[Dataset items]
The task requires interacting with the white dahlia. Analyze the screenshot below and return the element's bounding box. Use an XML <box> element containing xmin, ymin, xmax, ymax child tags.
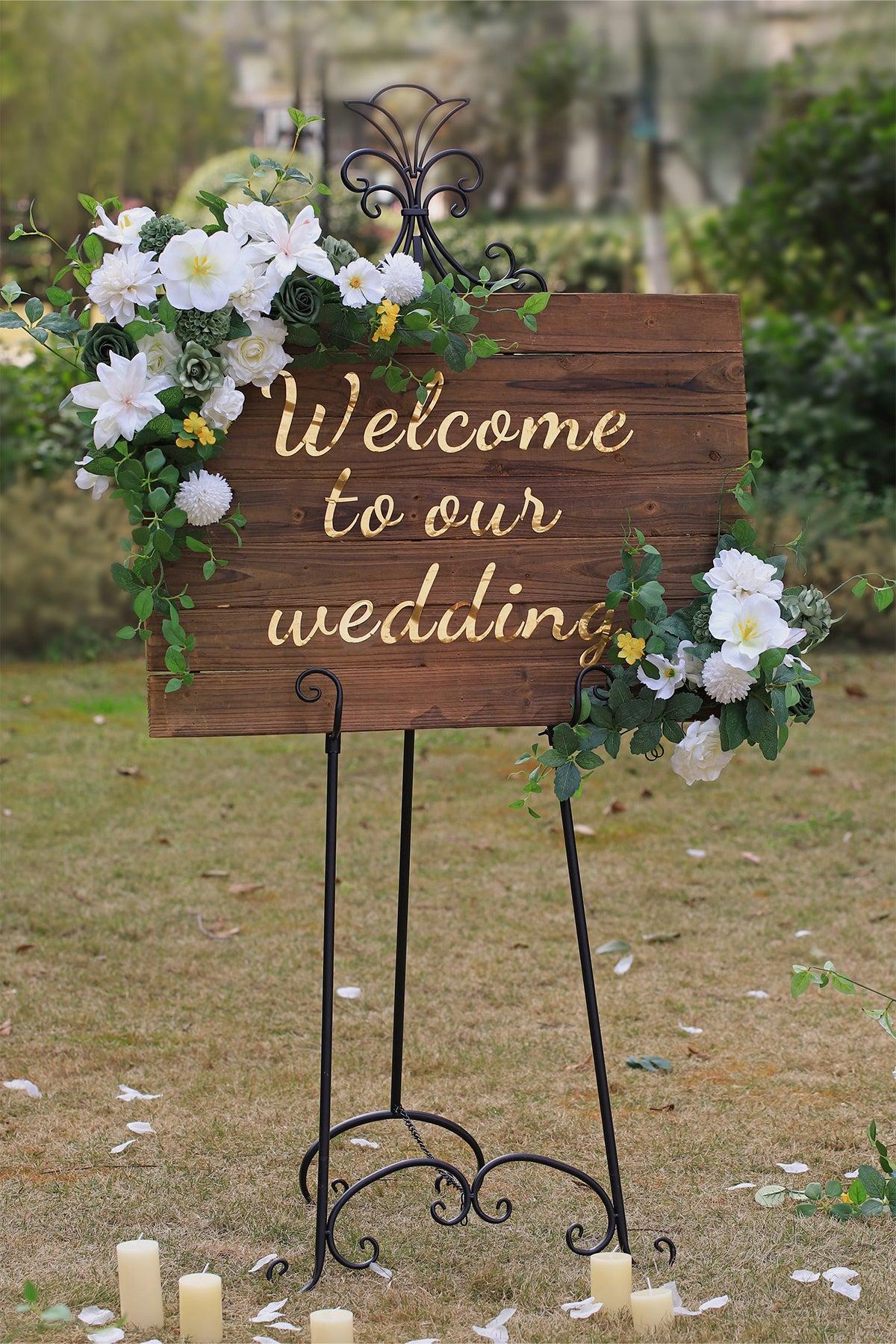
<box><xmin>380</xmin><ymin>252</ymin><xmax>423</xmax><ymax>304</ymax></box>
<box><xmin>175</xmin><ymin>470</ymin><xmax>234</xmax><ymax>527</ymax></box>
<box><xmin>703</xmin><ymin>653</ymin><xmax>752</xmax><ymax>704</ymax></box>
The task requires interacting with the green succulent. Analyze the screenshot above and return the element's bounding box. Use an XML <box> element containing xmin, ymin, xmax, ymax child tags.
<box><xmin>175</xmin><ymin>308</ymin><xmax>230</xmax><ymax>349</ymax></box>
<box><xmin>177</xmin><ymin>340</ymin><xmax>224</xmax><ymax>396</ymax></box>
<box><xmin>140</xmin><ymin>215</ymin><xmax>190</xmax><ymax>255</ymax></box>
<box><xmin>780</xmin><ymin>588</ymin><xmax>833</xmax><ymax>648</ymax></box>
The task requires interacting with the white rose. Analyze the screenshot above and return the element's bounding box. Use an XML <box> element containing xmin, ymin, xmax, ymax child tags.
<box><xmin>137</xmin><ymin>332</ymin><xmax>181</xmax><ymax>378</ymax></box>
<box><xmin>219</xmin><ymin>317</ymin><xmax>289</xmax><ymax>387</ymax></box>
<box><xmin>672</xmin><ymin>714</ymin><xmax>733</xmax><ymax>785</ymax></box>
<box><xmin>202</xmin><ymin>378</ymin><xmax>246</xmax><ymax>429</ymax></box>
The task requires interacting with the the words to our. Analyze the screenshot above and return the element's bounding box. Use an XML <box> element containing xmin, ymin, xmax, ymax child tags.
<box><xmin>262</xmin><ymin>371</ymin><xmax>632</xmax><ymax>667</ymax></box>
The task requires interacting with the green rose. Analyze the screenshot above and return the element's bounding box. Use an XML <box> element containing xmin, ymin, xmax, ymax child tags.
<box><xmin>321</xmin><ymin>235</ymin><xmax>360</xmax><ymax>270</ymax></box>
<box><xmin>177</xmin><ymin>340</ymin><xmax>224</xmax><ymax>396</ymax></box>
<box><xmin>271</xmin><ymin>272</ymin><xmax>323</xmax><ymax>326</ymax></box>
<box><xmin>81</xmin><ymin>323</ymin><xmax>137</xmax><ymax>376</ymax></box>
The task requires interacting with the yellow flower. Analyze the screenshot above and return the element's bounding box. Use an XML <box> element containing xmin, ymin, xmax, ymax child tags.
<box><xmin>617</xmin><ymin>630</ymin><xmax>646</xmax><ymax>667</ymax></box>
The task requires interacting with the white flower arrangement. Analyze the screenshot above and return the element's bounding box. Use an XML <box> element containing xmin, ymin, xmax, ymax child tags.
<box><xmin>0</xmin><ymin>109</ymin><xmax>547</xmax><ymax>691</ymax></box>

■ Task statement ■
Which lines of the records contain the word "flower"? Extract each of them in full.

■ Output of the task ■
The task requires interacting with the yellow flower. Analyze the screenshot above and return the element's bounding box. Use an XML <box> element containing xmin, ymin, xmax, ymax child tags.
The task requires interacting with the white flower arrangement. Analyze the screenshot above and return the element's bounding box. Use an XML <box> element containing xmin, ymin, xmax, ymax child tags.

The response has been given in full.